» **Objective**
How many lines of the listing contain the string "hoof"? Reply with the number alone.
════════════════════
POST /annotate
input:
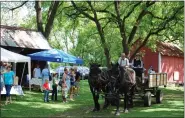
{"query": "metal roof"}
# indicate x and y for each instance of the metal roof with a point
(24, 38)
(169, 49)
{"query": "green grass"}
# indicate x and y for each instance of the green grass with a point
(32, 105)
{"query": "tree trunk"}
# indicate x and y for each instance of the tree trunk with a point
(125, 47)
(105, 47)
(50, 21)
(39, 16)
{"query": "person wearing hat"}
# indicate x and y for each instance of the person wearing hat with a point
(151, 70)
(8, 77)
(137, 63)
(124, 62)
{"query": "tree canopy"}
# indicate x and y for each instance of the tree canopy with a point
(100, 31)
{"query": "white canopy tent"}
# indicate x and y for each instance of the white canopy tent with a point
(9, 56)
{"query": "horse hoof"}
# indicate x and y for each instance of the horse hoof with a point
(94, 110)
(117, 114)
(126, 111)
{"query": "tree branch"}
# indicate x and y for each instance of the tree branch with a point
(141, 15)
(118, 17)
(131, 11)
(12, 9)
(81, 11)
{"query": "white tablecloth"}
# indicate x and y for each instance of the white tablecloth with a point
(15, 90)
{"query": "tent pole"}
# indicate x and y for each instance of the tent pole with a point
(23, 73)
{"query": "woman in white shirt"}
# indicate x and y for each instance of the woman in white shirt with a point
(124, 62)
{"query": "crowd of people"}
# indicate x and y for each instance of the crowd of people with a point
(68, 81)
(7, 80)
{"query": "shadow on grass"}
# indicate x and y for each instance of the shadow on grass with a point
(32, 105)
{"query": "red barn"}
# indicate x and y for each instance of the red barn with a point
(167, 58)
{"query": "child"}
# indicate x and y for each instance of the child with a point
(46, 90)
(65, 87)
(54, 86)
(72, 87)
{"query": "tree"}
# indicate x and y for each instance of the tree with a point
(99, 26)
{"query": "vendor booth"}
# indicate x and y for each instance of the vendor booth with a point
(52, 55)
(8, 56)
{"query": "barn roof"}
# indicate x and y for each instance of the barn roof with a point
(21, 37)
(169, 49)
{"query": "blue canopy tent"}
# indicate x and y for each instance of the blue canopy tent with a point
(52, 55)
(78, 60)
(55, 55)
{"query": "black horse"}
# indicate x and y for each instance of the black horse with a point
(98, 81)
(122, 86)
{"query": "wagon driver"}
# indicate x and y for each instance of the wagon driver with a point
(124, 62)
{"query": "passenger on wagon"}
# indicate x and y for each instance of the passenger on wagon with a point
(137, 63)
(124, 62)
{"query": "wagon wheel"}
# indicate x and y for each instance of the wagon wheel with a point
(159, 96)
(147, 99)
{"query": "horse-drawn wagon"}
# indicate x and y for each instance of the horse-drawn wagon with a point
(149, 86)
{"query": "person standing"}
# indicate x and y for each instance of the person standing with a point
(45, 74)
(8, 77)
(54, 87)
(65, 85)
(37, 72)
(124, 62)
(72, 80)
(77, 81)
(46, 89)
(137, 63)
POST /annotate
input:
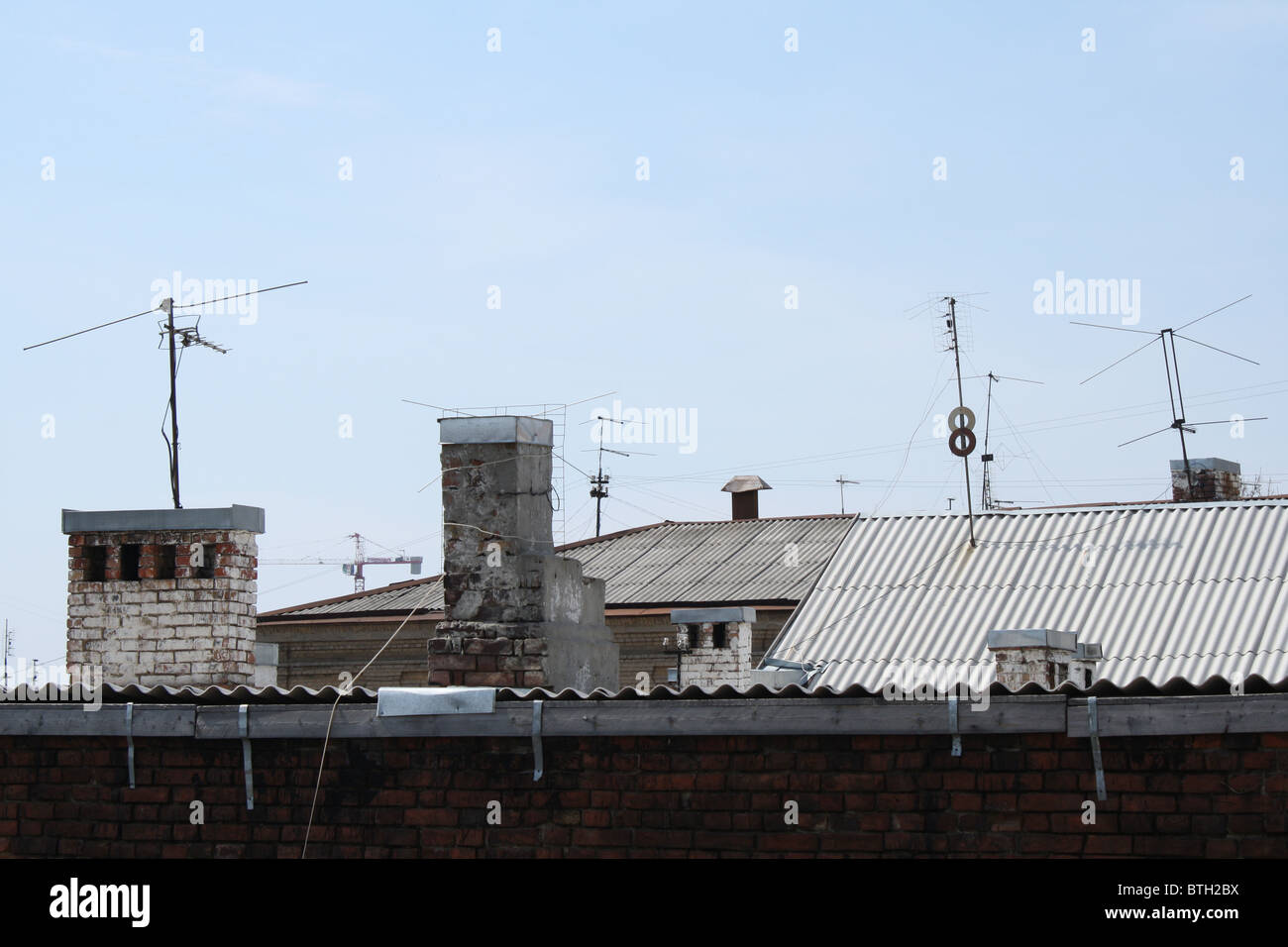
════════════════════
» **Correct result**
2